- [TASK REQUIREMENTS] Return nothing but the lines from the line containing "Target: leopard print shirt" through the last line of the records, reproduced exactly.

- [DATA TO USE]
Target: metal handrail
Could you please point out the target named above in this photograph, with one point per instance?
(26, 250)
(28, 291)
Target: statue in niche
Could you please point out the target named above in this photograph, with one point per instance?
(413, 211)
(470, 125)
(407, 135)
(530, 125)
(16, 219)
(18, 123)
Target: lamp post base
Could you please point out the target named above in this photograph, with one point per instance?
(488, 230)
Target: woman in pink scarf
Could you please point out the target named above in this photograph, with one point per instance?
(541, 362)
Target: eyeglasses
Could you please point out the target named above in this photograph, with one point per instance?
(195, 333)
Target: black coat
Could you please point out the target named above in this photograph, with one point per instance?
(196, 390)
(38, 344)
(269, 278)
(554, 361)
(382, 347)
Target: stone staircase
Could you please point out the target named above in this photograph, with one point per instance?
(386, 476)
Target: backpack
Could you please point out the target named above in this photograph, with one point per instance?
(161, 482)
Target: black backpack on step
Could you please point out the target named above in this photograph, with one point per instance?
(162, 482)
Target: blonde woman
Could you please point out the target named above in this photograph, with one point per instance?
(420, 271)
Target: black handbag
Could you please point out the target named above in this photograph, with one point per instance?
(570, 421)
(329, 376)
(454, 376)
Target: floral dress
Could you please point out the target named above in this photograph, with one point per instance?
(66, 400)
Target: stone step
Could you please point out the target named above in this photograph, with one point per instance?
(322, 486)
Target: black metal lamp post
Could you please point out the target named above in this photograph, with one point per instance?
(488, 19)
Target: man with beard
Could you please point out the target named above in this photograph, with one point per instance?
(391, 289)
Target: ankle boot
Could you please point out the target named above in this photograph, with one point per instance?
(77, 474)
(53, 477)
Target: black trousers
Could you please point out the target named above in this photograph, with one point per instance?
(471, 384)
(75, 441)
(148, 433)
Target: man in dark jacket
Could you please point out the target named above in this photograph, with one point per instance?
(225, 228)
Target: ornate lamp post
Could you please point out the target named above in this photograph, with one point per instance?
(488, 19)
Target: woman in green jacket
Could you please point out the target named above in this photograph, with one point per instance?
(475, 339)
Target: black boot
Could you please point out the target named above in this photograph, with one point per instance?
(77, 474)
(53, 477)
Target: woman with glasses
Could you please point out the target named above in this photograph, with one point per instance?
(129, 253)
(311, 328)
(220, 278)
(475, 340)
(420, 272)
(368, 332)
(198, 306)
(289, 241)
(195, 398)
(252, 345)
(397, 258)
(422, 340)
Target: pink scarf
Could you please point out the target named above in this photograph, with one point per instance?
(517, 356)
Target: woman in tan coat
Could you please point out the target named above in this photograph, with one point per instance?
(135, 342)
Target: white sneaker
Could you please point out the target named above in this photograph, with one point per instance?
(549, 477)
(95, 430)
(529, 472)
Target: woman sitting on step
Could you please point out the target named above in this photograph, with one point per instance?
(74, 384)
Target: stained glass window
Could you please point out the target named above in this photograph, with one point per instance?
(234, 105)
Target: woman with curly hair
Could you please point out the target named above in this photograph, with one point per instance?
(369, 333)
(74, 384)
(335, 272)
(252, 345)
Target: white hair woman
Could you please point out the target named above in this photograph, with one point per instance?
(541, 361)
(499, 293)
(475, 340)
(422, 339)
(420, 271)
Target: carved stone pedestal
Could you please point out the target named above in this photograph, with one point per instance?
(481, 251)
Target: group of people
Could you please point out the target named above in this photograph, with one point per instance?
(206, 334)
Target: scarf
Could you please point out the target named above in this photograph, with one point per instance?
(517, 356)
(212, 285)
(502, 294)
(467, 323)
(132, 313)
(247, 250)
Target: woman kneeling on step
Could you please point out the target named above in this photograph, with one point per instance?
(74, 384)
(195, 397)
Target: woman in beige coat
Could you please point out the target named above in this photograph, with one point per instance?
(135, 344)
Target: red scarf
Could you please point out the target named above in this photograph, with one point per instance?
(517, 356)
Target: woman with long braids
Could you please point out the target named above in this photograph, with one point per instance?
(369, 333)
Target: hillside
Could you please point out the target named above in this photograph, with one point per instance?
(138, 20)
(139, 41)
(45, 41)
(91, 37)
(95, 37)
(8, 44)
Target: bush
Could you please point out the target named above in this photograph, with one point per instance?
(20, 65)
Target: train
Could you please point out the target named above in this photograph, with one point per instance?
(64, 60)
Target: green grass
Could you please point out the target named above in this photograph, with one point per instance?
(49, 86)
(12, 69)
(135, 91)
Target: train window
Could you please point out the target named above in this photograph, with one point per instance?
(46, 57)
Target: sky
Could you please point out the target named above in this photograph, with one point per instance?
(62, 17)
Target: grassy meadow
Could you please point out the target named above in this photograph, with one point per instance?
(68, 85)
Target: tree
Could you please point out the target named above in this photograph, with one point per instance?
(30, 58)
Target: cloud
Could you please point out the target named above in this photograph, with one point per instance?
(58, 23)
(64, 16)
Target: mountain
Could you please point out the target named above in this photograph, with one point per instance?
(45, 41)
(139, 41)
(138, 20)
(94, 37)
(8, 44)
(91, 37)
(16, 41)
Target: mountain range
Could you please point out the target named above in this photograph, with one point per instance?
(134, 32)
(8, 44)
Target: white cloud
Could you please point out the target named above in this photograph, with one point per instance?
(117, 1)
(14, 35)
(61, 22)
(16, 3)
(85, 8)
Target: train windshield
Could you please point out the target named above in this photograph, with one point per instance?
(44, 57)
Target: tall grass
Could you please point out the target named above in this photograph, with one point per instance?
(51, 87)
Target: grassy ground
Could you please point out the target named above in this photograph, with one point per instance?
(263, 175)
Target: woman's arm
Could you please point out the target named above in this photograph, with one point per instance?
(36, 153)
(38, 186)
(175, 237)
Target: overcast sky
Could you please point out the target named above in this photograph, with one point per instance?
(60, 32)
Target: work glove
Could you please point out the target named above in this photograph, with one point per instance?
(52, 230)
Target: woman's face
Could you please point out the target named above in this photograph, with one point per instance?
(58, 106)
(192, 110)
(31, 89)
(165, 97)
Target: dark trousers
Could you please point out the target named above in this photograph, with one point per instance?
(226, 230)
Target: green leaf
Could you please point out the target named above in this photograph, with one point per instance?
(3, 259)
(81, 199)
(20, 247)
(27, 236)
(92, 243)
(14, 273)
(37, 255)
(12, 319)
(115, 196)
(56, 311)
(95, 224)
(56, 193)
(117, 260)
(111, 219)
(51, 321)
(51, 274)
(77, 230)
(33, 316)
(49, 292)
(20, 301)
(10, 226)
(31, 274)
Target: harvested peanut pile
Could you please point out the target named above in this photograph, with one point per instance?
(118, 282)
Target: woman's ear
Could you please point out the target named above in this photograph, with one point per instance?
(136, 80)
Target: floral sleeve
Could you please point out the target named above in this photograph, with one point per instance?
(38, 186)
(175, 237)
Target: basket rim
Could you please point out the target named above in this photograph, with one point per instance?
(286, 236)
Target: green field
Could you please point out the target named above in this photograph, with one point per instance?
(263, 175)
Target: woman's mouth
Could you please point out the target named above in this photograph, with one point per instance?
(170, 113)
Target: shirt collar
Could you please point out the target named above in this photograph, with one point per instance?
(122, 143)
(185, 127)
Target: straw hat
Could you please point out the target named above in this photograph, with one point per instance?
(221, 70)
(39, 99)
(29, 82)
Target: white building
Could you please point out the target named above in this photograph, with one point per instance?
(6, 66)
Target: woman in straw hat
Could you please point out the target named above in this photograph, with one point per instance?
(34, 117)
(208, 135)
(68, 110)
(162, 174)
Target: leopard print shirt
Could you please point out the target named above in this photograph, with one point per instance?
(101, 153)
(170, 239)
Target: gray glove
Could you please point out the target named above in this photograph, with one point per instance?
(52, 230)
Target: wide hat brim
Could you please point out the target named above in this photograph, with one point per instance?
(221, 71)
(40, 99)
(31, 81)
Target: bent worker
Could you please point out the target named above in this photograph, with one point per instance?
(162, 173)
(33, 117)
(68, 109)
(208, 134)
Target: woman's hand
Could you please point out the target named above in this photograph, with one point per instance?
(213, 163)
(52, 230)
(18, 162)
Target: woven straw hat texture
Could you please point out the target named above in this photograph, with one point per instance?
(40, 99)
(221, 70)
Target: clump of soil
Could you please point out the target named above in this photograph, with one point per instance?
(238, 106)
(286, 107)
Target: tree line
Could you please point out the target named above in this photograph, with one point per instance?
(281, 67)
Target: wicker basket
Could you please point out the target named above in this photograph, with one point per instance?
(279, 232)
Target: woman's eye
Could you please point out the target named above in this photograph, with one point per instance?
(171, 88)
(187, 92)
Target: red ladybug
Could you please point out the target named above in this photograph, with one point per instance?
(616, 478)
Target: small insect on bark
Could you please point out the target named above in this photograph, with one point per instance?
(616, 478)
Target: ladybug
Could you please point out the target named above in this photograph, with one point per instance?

- [FINISHED EXERCISE]
Target: leopard print shirt
Could you please point out the target named above in this photograph, with one point per instance?
(101, 153)
(170, 239)
Target: gray glove
Could you please point out the target named above in this photograph, with one point per instance?
(52, 230)
Target: wide hat brim
Could you please point out the target named above in this photograph, with one point per instance?
(221, 71)
(40, 99)
(31, 81)
Target: bent worker
Could you please point out the target named above in this photograph, with one point per instance?
(162, 173)
(33, 117)
(68, 109)
(208, 134)
Target: woman's hand
Could you please point out the target named above in this photograph, with one point per instance?
(213, 163)
(52, 230)
(18, 162)
Target: woven straw hat texture
Could you please point out the target named above in this photograph, with one point per instance?
(40, 99)
(221, 70)
Target: clump of soil
Could you please point out the target named above in this photograph, with one point per instance?
(238, 106)
(286, 107)
Target: tree line
Could you please point out the target named above in this photograph, with one point per instance?
(281, 67)
Target: wicker basket
Could you please point out the target named above in this photograph, with one point per instance?
(279, 232)
Target: woman's eye
Could you please point out the target named above in this photograph, with one point per instance?
(171, 88)
(187, 92)
Target: red ladybug
Could you please point out the target named above in this photograph, with one point per instance?
(616, 478)
Target: small insect on bark
Could you please point out the target named above in this photograph, with one point per instance?
(616, 478)
Target: ladybug
Could you please point out the target named above in this photograph, with one point per instance?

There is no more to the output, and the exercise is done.